*** Dataset excerpts ***
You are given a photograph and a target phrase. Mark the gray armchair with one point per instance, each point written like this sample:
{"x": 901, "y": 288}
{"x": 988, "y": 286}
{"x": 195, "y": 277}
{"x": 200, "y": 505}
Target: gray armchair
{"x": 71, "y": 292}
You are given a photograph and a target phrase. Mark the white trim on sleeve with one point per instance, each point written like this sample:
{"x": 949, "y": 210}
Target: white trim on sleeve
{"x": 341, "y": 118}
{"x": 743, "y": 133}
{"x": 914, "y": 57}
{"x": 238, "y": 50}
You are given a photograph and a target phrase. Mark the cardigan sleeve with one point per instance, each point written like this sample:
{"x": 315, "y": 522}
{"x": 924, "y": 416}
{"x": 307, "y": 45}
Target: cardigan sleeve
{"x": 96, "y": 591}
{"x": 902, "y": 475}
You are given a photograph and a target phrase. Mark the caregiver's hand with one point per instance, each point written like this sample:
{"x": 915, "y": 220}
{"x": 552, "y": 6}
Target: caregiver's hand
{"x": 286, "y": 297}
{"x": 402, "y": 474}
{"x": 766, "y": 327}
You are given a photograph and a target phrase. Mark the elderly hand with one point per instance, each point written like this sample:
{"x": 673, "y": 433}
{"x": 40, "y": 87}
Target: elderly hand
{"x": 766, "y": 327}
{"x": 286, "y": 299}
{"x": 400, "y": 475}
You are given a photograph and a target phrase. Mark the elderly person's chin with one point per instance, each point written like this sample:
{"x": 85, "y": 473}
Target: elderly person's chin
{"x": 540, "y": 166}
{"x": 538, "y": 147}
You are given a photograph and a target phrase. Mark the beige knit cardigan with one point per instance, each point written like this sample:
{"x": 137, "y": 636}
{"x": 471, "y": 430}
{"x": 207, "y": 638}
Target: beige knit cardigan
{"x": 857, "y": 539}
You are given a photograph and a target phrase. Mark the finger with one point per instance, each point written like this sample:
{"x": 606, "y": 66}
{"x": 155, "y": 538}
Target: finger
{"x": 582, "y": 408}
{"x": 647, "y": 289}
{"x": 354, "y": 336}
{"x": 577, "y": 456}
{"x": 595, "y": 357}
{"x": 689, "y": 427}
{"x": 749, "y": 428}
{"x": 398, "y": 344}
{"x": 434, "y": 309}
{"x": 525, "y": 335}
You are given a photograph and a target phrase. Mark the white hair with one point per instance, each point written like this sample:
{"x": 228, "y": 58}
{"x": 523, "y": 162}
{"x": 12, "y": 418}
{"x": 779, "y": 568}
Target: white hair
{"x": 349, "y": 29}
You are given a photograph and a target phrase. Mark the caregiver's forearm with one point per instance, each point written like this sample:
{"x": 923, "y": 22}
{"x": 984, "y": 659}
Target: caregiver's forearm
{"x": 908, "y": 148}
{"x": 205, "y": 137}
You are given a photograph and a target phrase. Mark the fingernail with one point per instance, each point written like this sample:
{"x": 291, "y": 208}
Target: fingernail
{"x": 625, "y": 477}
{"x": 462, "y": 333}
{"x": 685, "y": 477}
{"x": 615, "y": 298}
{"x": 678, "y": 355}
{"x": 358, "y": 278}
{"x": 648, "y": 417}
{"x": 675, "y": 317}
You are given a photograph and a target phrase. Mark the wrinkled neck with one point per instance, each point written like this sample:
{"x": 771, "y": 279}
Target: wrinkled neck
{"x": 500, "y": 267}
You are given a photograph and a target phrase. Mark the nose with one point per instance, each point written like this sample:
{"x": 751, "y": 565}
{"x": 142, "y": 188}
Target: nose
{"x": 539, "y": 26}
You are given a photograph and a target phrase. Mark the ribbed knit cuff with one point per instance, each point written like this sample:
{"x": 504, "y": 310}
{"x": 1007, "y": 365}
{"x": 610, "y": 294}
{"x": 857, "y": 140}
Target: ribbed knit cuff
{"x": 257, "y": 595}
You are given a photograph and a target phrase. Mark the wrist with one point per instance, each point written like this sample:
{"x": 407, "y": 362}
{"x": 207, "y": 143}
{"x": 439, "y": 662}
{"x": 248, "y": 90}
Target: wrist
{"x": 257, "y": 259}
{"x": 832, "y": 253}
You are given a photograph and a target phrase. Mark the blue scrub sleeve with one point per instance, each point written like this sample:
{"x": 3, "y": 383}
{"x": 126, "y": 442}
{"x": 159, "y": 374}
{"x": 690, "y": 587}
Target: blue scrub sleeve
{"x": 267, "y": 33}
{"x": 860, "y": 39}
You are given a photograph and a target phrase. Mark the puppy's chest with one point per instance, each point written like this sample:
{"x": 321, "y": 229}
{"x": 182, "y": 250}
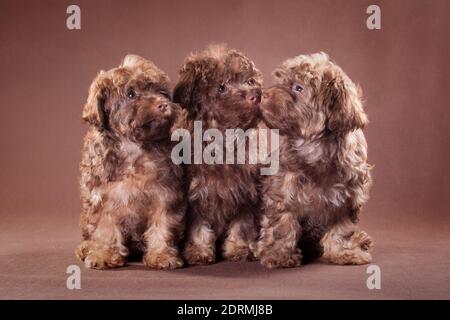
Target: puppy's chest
{"x": 313, "y": 193}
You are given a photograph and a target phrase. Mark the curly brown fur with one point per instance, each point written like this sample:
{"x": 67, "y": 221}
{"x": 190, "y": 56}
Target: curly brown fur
{"x": 324, "y": 176}
{"x": 222, "y": 89}
{"x": 131, "y": 192}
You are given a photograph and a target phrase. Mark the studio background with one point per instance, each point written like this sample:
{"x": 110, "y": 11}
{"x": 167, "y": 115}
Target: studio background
{"x": 45, "y": 73}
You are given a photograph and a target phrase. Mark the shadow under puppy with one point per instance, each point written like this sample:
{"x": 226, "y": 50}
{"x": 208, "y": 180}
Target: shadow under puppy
{"x": 324, "y": 177}
{"x": 132, "y": 193}
{"x": 221, "y": 89}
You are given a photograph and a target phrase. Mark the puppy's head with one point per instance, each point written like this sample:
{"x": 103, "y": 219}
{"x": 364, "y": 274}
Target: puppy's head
{"x": 220, "y": 86}
{"x": 312, "y": 97}
{"x": 131, "y": 101}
*** End of Dataset excerpts ***
Work to be completed
From the first line to the last, retype the entries above exactly, minus the pictures.

Solution to the problem
You are given a photograph and a target phrase. Mark the gray armchair with one point per instance, each point written like this sample:
{"x": 901, "y": 288}
{"x": 988, "y": 286}
{"x": 195, "y": 277}
{"x": 200, "y": 505}
Target: gray armchair
{"x": 71, "y": 292}
You are given a photograph and a target phrase. Mark the white trim on sleeve with one point per instance, each point written like this sample:
{"x": 949, "y": 210}
Target: white trim on sleeve
{"x": 341, "y": 118}
{"x": 743, "y": 133}
{"x": 914, "y": 57}
{"x": 238, "y": 50}
You are given a photograph and a target phrase. Mark the cardigan sleeve with one point per instance, each point written like this sample:
{"x": 315, "y": 522}
{"x": 924, "y": 416}
{"x": 307, "y": 45}
Target: cardigan sleeve
{"x": 96, "y": 591}
{"x": 902, "y": 475}
You are given a photograph and a target phrase. Mark the caregiver's hand with one point per instance, each point written like this sample:
{"x": 915, "y": 220}
{"x": 552, "y": 6}
Target: caregiver's hand
{"x": 286, "y": 297}
{"x": 402, "y": 474}
{"x": 766, "y": 327}
You are given a photograph and a target phrase. Mark the elderly hand with one point per instance, each point written like this sample:
{"x": 673, "y": 433}
{"x": 40, "y": 87}
Target: elderly hand
{"x": 766, "y": 327}
{"x": 286, "y": 299}
{"x": 400, "y": 475}
You are given a photograph and a target phrase. Mark the elderly person's chin with one point per instance, each point written like this sample:
{"x": 85, "y": 473}
Target: elderly person's chin
{"x": 540, "y": 166}
{"x": 538, "y": 147}
You are given a photograph and a target phrase. Mark the beige knit cardigan with one point per instance, each point written like this sample:
{"x": 137, "y": 636}
{"x": 471, "y": 430}
{"x": 207, "y": 638}
Target: beige knit cardigan
{"x": 857, "y": 539}
You are given a photograph and a target phrase. Mark the finger with one point per instance, each point written like this sample:
{"x": 606, "y": 66}
{"x": 155, "y": 538}
Target: finger
{"x": 582, "y": 408}
{"x": 647, "y": 289}
{"x": 354, "y": 336}
{"x": 577, "y": 456}
{"x": 595, "y": 357}
{"x": 689, "y": 427}
{"x": 749, "y": 428}
{"x": 398, "y": 344}
{"x": 434, "y": 309}
{"x": 525, "y": 335}
You are given a photograph and a target phrase. Mark the white hair with one point per instance, each point written like this sample:
{"x": 228, "y": 58}
{"x": 523, "y": 162}
{"x": 12, "y": 418}
{"x": 779, "y": 568}
Target: white hair
{"x": 349, "y": 29}
You are given a photograph and a target phrase. Mark the caregiver's forearm with one point per instance, each point written like this sample:
{"x": 923, "y": 22}
{"x": 984, "y": 659}
Target: caregiver's forearm
{"x": 908, "y": 148}
{"x": 205, "y": 137}
You are given a photograph and a target phrase. Mark the fingernail with one point per instance, each point written like this sample:
{"x": 291, "y": 208}
Target: fingernail
{"x": 625, "y": 477}
{"x": 462, "y": 333}
{"x": 685, "y": 477}
{"x": 615, "y": 298}
{"x": 678, "y": 355}
{"x": 358, "y": 278}
{"x": 648, "y": 417}
{"x": 675, "y": 317}
You are given a photograph and a target phrase. Mark the wrinkled neck with one point per instance, each point written like this sample:
{"x": 771, "y": 279}
Target: wrinkled neck
{"x": 500, "y": 267}
You are given a photograph and a target phrase. Mark the nose with one point per instance, each point written like this sample:
{"x": 751, "y": 565}
{"x": 142, "y": 188}
Target: nose
{"x": 539, "y": 26}
You are given a photograph and a target phrase. Mark the ribbed knit cuff with one point per instance, each point written like this sample:
{"x": 504, "y": 310}
{"x": 1007, "y": 365}
{"x": 610, "y": 294}
{"x": 857, "y": 140}
Target: ribbed knit cuff
{"x": 257, "y": 595}
You are given a photograph and a target phrase. Mark the wrist with one point per instance, each point written like this sample:
{"x": 407, "y": 362}
{"x": 207, "y": 143}
{"x": 439, "y": 662}
{"x": 248, "y": 90}
Target: wrist
{"x": 257, "y": 259}
{"x": 832, "y": 253}
You are given a photograph and a target phrase. Mark the blue scrub sleeve with one point per instance, each point written like this sample:
{"x": 3, "y": 383}
{"x": 126, "y": 442}
{"x": 159, "y": 374}
{"x": 690, "y": 587}
Target: blue scrub sleeve
{"x": 267, "y": 33}
{"x": 860, "y": 39}
You are given a photograph and a target phrase. Mark the puppy's chest with one point per instance, each point written like this sample:
{"x": 321, "y": 229}
{"x": 182, "y": 250}
Target: puppy's chest
{"x": 313, "y": 193}
You are given a photograph and a target phrase. Mark the curly brown fur with one point per instance, each point written like this sample:
{"x": 67, "y": 221}
{"x": 190, "y": 56}
Target: curly brown fur
{"x": 324, "y": 176}
{"x": 222, "y": 89}
{"x": 131, "y": 192}
You are given a photograph and a target phrase. Mark the studio background with one point per instance, each point written like this sample:
{"x": 110, "y": 11}
{"x": 167, "y": 115}
Target: studio background
{"x": 45, "y": 73}
You are given a photograph and a target phrase. Mark the shadow under puppy with one point per instance, each point written like this sample:
{"x": 226, "y": 50}
{"x": 208, "y": 180}
Target: shadow under puppy
{"x": 324, "y": 177}
{"x": 132, "y": 193}
{"x": 221, "y": 89}
You are given a photograph and a target phrase. Mark the puppy's head with one point per instance, each point written like this sample:
{"x": 103, "y": 219}
{"x": 364, "y": 274}
Target: puppy's head
{"x": 220, "y": 86}
{"x": 312, "y": 97}
{"x": 131, "y": 101}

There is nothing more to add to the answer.